======== Dataset extract

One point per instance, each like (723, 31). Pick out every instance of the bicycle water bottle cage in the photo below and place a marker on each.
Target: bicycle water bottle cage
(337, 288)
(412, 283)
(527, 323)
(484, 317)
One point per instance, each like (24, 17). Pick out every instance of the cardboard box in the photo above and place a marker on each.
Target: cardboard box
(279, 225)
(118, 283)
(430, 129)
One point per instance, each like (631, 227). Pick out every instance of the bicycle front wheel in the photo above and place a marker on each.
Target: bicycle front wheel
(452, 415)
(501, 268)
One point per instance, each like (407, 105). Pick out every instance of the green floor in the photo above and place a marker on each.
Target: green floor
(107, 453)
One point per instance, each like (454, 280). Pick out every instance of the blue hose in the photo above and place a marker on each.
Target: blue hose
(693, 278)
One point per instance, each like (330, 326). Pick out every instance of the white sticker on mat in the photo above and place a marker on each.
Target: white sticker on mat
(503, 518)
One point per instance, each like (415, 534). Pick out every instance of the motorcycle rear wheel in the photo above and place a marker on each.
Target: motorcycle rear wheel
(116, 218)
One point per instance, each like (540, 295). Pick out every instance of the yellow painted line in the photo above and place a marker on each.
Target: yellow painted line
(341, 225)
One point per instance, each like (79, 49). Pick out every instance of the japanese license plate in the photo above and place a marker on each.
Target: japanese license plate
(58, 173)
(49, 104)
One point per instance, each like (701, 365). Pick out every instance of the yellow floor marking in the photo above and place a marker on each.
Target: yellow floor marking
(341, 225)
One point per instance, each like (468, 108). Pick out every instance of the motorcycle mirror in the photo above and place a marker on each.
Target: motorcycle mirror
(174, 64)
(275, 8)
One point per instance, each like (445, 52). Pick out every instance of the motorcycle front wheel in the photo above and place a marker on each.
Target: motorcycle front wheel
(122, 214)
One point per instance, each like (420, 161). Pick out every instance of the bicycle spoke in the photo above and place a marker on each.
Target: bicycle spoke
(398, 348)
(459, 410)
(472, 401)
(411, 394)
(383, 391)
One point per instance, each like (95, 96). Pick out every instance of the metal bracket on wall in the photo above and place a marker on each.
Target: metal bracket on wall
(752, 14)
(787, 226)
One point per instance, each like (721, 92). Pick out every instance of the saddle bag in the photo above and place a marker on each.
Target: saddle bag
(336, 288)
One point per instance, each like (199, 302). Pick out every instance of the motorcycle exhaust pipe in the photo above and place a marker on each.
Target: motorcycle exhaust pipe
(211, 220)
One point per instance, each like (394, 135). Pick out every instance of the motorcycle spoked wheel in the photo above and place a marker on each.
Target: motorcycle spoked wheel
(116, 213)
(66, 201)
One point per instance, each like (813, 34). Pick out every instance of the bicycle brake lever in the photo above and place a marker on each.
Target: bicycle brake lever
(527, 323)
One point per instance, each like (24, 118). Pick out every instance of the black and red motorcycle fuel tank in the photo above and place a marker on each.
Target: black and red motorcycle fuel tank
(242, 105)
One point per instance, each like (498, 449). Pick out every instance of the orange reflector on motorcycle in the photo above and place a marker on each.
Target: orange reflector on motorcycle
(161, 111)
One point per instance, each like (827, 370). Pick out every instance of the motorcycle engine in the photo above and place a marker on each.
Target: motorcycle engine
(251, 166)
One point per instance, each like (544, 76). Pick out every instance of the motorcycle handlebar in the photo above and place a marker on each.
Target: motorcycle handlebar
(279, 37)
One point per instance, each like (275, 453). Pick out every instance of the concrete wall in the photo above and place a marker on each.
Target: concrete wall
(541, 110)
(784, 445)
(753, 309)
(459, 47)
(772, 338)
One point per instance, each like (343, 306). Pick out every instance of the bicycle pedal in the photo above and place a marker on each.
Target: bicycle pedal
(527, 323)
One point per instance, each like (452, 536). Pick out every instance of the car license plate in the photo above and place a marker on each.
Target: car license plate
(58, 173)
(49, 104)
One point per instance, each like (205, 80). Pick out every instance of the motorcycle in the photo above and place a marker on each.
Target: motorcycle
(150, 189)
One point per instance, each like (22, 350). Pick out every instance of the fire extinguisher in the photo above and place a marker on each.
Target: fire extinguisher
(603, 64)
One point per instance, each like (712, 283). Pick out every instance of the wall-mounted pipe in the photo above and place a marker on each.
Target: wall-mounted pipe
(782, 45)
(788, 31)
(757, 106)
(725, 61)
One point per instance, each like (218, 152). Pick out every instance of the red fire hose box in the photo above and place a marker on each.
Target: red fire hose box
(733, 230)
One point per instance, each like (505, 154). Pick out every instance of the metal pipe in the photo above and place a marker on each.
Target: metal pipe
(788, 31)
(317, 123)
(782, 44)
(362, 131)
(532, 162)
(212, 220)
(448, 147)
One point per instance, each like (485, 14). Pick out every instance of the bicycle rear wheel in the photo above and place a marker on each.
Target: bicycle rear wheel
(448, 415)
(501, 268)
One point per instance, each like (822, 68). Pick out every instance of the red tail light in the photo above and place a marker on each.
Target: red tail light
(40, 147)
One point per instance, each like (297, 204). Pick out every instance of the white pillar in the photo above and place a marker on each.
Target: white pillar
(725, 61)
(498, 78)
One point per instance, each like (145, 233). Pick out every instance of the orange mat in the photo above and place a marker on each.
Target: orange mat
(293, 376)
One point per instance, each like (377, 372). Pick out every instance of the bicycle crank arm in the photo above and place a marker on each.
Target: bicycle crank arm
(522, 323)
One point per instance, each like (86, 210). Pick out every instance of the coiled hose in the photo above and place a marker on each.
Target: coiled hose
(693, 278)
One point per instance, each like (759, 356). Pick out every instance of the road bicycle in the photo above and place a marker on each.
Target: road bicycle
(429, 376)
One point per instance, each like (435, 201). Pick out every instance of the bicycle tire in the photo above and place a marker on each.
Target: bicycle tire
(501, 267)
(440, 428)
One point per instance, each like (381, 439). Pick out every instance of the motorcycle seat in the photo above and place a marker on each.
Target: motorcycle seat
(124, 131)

================
======== Dataset extract

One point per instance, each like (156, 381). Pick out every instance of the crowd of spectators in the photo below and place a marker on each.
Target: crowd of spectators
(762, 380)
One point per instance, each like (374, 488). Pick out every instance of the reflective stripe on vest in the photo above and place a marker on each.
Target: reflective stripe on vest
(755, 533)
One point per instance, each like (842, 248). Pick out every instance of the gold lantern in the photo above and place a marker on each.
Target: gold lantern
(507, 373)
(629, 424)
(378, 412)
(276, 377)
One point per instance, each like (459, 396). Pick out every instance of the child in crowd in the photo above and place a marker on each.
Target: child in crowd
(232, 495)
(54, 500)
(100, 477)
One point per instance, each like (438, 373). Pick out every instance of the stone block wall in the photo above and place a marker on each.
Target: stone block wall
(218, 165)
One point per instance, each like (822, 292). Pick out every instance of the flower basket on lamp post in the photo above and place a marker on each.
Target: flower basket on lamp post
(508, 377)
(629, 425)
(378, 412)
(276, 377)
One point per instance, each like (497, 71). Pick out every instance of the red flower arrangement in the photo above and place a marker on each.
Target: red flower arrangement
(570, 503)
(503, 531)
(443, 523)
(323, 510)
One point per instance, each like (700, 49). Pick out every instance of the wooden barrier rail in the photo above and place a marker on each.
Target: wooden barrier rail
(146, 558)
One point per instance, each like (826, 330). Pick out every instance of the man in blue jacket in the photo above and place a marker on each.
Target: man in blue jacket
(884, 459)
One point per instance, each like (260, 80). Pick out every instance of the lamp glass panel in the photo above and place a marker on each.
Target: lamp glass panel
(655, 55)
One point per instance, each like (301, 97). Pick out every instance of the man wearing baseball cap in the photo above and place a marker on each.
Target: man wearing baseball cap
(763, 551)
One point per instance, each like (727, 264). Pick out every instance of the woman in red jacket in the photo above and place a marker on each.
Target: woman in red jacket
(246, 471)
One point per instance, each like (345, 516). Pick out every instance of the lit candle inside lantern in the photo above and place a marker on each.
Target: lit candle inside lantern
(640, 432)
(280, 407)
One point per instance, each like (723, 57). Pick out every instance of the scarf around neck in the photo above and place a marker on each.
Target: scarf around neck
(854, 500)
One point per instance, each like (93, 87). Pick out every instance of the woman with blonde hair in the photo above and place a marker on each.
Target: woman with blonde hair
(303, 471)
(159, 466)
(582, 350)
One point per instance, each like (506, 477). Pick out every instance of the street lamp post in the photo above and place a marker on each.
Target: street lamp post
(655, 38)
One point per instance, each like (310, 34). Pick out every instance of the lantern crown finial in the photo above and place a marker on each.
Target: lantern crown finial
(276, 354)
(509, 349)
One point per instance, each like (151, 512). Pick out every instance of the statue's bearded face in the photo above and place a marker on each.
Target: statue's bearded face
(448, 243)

================
======== Dataset extract

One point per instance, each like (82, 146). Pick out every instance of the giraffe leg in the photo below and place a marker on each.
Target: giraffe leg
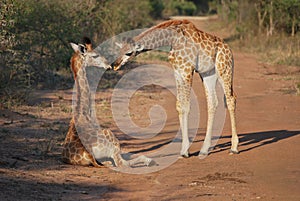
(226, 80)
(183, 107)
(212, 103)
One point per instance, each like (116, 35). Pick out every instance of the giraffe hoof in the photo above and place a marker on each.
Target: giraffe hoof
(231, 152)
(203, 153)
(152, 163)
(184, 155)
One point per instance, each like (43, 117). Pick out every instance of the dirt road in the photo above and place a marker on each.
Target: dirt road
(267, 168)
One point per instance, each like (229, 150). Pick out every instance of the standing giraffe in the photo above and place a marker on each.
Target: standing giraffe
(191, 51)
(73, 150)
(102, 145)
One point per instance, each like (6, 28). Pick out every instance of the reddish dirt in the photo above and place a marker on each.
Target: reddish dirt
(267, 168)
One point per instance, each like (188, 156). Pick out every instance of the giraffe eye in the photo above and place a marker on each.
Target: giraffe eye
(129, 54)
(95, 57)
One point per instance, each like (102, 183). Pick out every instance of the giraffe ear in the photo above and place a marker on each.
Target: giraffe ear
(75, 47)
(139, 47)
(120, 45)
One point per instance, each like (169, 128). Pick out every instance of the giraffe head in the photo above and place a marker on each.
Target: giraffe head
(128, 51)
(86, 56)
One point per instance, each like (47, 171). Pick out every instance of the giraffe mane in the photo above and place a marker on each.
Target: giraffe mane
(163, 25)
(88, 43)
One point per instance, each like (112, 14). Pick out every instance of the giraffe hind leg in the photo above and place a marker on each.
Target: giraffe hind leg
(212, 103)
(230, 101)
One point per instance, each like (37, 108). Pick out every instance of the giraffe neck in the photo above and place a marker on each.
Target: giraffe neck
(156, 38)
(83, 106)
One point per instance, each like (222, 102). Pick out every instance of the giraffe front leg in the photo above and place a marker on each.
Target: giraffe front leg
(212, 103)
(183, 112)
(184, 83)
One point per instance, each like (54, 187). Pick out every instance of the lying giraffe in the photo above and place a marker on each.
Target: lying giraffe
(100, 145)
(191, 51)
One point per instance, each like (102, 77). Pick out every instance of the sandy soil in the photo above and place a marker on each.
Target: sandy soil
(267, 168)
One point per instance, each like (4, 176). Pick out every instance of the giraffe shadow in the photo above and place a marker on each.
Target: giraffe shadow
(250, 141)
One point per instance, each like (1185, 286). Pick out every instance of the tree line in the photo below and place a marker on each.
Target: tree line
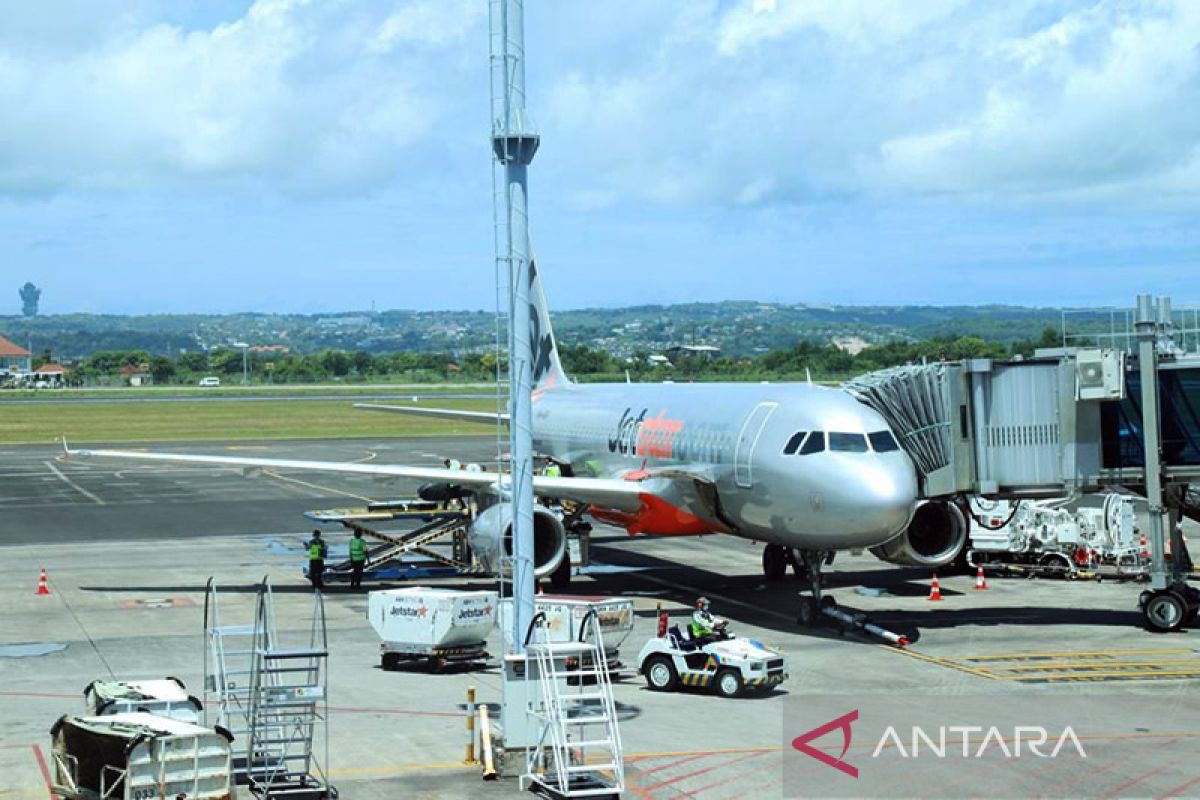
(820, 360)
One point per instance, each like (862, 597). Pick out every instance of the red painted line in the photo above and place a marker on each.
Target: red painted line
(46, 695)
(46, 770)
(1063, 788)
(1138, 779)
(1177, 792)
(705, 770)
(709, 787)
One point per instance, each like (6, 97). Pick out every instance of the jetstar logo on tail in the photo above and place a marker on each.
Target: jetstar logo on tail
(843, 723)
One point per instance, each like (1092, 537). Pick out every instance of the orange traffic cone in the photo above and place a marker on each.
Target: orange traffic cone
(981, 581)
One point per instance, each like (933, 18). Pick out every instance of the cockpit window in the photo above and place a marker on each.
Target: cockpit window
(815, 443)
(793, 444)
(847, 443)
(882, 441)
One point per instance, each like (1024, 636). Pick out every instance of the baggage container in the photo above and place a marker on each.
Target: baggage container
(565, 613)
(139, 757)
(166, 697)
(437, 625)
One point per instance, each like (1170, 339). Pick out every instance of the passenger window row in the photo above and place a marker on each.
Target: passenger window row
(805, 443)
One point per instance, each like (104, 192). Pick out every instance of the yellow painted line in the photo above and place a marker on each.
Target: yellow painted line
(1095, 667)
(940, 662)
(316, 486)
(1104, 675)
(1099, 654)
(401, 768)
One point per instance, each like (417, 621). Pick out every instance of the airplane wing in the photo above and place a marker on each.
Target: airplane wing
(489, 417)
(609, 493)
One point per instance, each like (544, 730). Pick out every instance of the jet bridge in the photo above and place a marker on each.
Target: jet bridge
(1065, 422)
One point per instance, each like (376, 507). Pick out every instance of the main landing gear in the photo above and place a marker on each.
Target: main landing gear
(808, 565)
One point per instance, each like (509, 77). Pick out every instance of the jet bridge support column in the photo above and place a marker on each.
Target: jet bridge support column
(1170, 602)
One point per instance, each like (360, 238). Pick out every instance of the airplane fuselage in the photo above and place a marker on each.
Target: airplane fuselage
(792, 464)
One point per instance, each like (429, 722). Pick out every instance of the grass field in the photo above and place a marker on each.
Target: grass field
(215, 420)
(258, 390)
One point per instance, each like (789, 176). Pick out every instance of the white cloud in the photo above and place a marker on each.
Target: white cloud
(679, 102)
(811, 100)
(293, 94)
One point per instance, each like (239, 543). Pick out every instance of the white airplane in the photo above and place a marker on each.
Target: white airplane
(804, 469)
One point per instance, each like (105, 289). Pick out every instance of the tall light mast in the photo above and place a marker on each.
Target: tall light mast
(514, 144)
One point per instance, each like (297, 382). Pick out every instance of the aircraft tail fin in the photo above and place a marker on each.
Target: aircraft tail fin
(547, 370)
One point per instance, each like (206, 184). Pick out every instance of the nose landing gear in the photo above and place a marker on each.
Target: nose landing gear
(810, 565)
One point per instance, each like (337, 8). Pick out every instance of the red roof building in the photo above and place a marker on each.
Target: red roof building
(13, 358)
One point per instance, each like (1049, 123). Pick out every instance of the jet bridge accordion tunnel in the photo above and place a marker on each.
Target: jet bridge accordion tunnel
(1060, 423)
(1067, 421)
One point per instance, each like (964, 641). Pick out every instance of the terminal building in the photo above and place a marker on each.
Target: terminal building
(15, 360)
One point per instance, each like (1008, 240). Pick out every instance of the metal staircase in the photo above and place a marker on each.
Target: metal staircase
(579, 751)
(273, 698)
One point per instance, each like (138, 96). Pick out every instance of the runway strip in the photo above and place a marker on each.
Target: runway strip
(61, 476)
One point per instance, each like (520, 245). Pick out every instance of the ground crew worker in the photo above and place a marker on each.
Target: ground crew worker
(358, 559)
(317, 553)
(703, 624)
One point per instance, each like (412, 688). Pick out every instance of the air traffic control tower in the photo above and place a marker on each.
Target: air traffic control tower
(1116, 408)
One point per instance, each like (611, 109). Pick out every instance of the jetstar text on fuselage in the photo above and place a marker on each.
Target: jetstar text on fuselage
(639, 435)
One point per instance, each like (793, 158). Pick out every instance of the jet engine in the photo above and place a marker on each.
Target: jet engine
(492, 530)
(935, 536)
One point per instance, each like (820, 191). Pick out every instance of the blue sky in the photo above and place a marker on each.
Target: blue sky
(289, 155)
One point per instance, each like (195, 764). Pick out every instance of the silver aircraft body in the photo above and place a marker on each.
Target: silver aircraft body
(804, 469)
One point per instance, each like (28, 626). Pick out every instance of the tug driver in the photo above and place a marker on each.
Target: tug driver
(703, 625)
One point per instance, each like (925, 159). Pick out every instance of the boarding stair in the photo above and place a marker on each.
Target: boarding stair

================

Instructions for the task: Show each line of the records above that contains the string "cockpit", copied in full.

Expected output:
One point per instance, each like (933, 18). Pick out every instance of the cockpit window in the photo above and place a marker on each.
Target: cockpit window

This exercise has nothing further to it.